(Records excerpted from a collection)
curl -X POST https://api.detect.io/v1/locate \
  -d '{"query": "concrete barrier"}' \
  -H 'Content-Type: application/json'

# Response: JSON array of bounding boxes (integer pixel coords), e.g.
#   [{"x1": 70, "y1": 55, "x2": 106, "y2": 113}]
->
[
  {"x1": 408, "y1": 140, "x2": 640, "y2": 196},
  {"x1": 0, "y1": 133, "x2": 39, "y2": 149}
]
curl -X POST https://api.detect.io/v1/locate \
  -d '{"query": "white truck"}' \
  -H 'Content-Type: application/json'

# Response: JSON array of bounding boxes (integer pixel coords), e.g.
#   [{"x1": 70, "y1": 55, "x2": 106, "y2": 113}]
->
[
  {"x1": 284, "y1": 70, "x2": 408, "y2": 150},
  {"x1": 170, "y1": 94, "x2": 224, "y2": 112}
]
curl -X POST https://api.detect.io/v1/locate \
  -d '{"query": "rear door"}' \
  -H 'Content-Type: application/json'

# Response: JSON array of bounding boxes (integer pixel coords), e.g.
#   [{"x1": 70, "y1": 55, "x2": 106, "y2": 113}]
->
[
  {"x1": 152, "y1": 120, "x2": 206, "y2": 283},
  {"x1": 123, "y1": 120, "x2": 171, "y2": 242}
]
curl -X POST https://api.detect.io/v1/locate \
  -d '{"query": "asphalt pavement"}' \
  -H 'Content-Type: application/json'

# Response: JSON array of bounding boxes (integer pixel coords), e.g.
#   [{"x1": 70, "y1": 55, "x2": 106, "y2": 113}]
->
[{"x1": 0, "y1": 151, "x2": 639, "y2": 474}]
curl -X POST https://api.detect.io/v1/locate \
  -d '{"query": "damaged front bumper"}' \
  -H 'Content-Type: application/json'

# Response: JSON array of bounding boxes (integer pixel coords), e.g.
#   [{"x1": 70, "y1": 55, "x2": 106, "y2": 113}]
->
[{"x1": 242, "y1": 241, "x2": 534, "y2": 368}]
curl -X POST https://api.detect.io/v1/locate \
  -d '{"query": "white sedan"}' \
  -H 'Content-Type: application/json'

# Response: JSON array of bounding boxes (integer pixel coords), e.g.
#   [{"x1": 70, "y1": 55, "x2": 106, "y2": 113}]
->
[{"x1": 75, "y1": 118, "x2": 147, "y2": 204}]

**Problem to work on**
Transcribe every record above exactly.

**Task response**
curl -X POST https://api.detect.io/v1/locate \
  -d '{"query": "concrete barrier"}' \
  -H 'Content-Type: application/json'

# Response: JSON array of bounding boxes (integer pixel coords), e.g.
#   [{"x1": 70, "y1": 55, "x2": 106, "y2": 113}]
->
[
  {"x1": 408, "y1": 140, "x2": 640, "y2": 196},
  {"x1": 0, "y1": 133, "x2": 39, "y2": 149}
]
curl -X POST https://api.detect.io/v1/locate \
  -d '{"query": "white truck"}' \
  -H 'Content-Type: application/json'

# Response: JSON array of bounding boxes (integer pixel coords), e.g.
#   [{"x1": 70, "y1": 55, "x2": 106, "y2": 113}]
->
[
  {"x1": 284, "y1": 70, "x2": 408, "y2": 150},
  {"x1": 170, "y1": 94, "x2": 224, "y2": 112}
]
curl -X POST https://api.detect.io/v1/locate \
  -d '{"query": "rear door"}' \
  -H 'Content-Type: application/json'

# Response: JSON array of bounding boxes (integer pixel coords), e.g.
#   [{"x1": 70, "y1": 55, "x2": 106, "y2": 113}]
->
[
  {"x1": 152, "y1": 120, "x2": 206, "y2": 283},
  {"x1": 123, "y1": 120, "x2": 171, "y2": 242}
]
curl -X POST https://api.detect.io/v1/locate \
  -d '{"query": "asphalt pavement"}' \
  -H 'Content-Type: application/json'

# Response: JSON array of bounding boxes (integer pixel coords), e.g.
#   [{"x1": 70, "y1": 55, "x2": 106, "y2": 113}]
->
[{"x1": 0, "y1": 151, "x2": 639, "y2": 474}]
curl -X POST https://api.detect.io/v1/locate \
  -d '{"query": "damaged front bumper"}' \
  -H 'Content-Type: application/json'

# Response: JSON array of bounding boxes (integer pixel coords), e.g.
#   [{"x1": 70, "y1": 55, "x2": 106, "y2": 113}]
->
[{"x1": 242, "y1": 241, "x2": 534, "y2": 368}]
curl -X POST https://api.detect.io/v1/locate \
  -d '{"query": "white sedan"}' \
  -H 'Content-Type: application/json'

# Response: JSON array of bounding boxes (integer pixel coords), e.g.
#   [{"x1": 70, "y1": 55, "x2": 106, "y2": 113}]
->
[{"x1": 75, "y1": 118, "x2": 147, "y2": 204}]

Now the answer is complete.